(Data records)
'''
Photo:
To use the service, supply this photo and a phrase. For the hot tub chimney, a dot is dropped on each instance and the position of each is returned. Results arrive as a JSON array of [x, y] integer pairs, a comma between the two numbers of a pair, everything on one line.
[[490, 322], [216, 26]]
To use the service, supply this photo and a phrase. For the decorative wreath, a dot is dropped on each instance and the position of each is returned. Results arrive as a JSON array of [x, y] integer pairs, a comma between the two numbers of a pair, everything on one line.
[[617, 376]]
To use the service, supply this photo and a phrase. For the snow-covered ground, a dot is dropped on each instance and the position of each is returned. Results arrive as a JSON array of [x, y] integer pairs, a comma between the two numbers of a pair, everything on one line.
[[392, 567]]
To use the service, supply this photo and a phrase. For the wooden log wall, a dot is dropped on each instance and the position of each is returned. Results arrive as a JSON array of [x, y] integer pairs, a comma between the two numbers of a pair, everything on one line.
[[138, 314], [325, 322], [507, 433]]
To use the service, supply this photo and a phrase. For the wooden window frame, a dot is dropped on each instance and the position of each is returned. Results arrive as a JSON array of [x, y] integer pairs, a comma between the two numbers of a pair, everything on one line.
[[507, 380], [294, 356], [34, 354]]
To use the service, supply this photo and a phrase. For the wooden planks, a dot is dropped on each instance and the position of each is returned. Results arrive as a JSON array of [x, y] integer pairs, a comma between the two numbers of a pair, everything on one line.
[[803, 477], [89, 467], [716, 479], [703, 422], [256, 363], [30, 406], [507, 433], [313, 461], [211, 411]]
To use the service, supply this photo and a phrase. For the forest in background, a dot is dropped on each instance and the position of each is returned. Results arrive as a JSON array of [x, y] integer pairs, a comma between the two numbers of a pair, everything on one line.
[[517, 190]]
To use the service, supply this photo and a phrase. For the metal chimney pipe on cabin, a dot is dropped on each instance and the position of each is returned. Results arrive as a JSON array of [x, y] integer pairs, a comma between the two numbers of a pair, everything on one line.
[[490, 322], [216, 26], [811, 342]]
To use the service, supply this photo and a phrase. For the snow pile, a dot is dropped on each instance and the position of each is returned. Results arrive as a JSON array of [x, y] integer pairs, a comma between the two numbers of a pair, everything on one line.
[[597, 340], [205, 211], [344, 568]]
'''
Problem statement :: Quote verbatim the line containing "wooden planks, a" and every line after it through the end of the records above.

Solution below ::
To use the service, supply this photo and a phrase. For the wooden planks, a dot is dropped on each instance and the position of each is returned. Results arrive as a JSON array of [x, y] integer pairs, a comma between the two numbers of a pair, everything on one line.
[[803, 477], [89, 467], [716, 479], [703, 422], [256, 363], [30, 406], [507, 433], [313, 461], [211, 411]]
To use the service, supply this photo and a phrase. For the forest in background, a dot is dropped on each instance and the position of each is returned. Results arrive as a JSON array of [x, y] integer pairs, a comma between the two numbers of a pair, everything on one line.
[[517, 190]]
To use the service, supply this photo and a phrase. For the metal chimney pipe on cabin, a dot is dropped on each instance and the position of each is returned. Results arrive as a JSON array of [x, y] integer pairs, a comma between the two numbers of a pair, everything on one line.
[[490, 322], [216, 26], [811, 342]]
To use the service, supply this photo and a phrase. For the snow pile, a dot is dropped on each instance and the position of each is returned. Results arrive as a JSON array of [x, y] integer pairs, a comma between the two numbers of a pair, everything on one line.
[[597, 340], [205, 211], [344, 568]]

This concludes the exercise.